The exercise: Retype, without alteration, the lines between the line holding "the white sky" and the line holding "column 281, row 185", inclusive.

Extracted data entries
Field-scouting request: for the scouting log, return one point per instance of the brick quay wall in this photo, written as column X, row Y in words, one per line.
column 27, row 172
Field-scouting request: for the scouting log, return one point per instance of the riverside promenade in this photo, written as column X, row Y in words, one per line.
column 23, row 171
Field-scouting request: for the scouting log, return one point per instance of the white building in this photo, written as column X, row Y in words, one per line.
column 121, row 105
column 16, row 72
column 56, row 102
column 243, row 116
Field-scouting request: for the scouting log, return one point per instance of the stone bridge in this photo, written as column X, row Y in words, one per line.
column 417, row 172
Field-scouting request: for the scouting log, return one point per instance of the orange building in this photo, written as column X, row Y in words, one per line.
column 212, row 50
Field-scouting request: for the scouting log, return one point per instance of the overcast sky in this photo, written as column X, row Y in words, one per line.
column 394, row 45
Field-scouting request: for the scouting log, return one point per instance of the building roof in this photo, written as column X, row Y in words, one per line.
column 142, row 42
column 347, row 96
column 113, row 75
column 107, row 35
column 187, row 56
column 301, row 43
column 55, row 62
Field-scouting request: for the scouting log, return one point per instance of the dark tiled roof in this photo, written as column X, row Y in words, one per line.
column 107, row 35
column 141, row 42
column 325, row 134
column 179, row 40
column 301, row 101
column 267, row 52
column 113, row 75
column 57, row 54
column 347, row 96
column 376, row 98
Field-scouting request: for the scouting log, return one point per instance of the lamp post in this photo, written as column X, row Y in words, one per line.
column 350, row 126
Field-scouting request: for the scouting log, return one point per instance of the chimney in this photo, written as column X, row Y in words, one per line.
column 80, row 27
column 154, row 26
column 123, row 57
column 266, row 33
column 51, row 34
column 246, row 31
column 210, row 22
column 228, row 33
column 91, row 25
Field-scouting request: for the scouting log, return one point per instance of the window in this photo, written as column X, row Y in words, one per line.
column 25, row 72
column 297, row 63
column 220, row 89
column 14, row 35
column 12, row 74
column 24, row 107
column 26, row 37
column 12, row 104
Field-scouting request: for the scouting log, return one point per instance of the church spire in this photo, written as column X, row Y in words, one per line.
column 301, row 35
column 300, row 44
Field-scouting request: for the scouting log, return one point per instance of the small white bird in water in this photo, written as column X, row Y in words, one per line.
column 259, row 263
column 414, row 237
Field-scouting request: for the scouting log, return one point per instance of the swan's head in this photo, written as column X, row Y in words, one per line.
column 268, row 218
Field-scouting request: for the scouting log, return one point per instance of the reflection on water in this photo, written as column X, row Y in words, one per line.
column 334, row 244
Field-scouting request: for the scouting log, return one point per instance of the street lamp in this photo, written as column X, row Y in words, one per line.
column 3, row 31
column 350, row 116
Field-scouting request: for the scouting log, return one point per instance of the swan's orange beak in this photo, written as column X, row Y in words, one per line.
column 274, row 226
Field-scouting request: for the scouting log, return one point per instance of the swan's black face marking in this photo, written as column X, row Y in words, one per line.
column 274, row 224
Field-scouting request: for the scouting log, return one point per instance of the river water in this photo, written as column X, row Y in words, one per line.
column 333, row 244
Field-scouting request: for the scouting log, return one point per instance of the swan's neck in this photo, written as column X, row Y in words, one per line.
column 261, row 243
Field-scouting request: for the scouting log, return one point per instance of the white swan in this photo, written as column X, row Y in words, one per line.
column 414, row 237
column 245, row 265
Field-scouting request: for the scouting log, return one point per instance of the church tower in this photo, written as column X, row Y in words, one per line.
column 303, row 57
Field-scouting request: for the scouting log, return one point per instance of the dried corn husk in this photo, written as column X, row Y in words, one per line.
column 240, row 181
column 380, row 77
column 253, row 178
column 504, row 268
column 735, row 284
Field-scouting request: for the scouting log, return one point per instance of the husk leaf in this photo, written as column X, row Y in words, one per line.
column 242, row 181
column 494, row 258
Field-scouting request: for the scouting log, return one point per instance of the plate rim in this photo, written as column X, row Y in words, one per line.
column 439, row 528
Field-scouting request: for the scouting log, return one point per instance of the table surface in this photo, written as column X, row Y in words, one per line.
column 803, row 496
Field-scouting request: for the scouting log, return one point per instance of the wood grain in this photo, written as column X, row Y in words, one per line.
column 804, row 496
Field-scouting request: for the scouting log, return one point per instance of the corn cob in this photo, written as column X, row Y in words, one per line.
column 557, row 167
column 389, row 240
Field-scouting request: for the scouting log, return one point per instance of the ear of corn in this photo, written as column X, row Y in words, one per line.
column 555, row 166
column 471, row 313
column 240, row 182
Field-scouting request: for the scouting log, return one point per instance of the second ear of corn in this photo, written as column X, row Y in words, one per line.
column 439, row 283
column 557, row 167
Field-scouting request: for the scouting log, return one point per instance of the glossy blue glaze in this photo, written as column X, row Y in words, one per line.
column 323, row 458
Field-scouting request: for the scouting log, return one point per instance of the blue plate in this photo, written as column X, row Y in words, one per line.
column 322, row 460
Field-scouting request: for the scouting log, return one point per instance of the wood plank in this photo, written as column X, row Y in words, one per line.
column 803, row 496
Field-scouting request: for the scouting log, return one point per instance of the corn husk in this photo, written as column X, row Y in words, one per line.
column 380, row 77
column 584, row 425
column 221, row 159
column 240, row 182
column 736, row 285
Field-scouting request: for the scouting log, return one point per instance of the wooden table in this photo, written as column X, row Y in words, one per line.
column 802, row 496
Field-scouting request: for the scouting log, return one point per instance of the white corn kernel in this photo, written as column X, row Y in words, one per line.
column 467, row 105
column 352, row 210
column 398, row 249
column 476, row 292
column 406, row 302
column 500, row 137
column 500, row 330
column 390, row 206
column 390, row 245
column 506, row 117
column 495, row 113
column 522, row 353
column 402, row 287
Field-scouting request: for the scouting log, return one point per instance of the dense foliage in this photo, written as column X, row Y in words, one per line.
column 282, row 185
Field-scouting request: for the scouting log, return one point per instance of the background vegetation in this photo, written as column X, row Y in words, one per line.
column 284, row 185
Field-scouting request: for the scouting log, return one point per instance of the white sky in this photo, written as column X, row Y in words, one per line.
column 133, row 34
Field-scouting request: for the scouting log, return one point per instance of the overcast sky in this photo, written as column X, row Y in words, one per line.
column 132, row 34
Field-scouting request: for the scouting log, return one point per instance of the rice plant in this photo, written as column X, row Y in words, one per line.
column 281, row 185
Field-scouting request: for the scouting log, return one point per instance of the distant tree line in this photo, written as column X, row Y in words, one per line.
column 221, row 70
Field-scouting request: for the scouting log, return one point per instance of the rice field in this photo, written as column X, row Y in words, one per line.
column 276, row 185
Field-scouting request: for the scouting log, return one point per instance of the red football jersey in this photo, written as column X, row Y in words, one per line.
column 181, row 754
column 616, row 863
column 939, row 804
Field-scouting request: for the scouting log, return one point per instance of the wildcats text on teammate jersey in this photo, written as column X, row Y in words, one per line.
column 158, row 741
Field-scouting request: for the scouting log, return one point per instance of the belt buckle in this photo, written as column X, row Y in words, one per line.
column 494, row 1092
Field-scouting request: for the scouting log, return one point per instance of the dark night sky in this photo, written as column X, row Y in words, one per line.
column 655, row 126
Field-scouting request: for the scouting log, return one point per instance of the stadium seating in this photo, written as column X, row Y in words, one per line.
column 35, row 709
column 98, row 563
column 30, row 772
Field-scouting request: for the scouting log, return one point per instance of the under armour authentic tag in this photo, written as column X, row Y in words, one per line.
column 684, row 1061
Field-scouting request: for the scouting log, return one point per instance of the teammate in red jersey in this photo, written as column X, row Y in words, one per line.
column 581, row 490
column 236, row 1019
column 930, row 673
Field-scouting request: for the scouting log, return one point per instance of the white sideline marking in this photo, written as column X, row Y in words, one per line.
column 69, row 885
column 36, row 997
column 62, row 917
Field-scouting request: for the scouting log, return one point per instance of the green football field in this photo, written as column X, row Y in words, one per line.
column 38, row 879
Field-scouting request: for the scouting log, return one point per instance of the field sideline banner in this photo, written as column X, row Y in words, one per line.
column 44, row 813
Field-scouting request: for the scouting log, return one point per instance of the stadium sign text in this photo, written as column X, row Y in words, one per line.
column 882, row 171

Result of this exercise:
Field-scouting request: for the scouting log, return one point per instance of the white sky in this photo, written as column X, row Y in words, one per line.
column 133, row 34
Field-scouting request: for the scouting log, return one point per instance of the overcast sky in this photo, written as column X, row Y in words, one per line.
column 132, row 34
Field-scouting request: for the scouting log, return one point per instance of the rice plant in this photo, written as column X, row Y in words, one per line.
column 281, row 185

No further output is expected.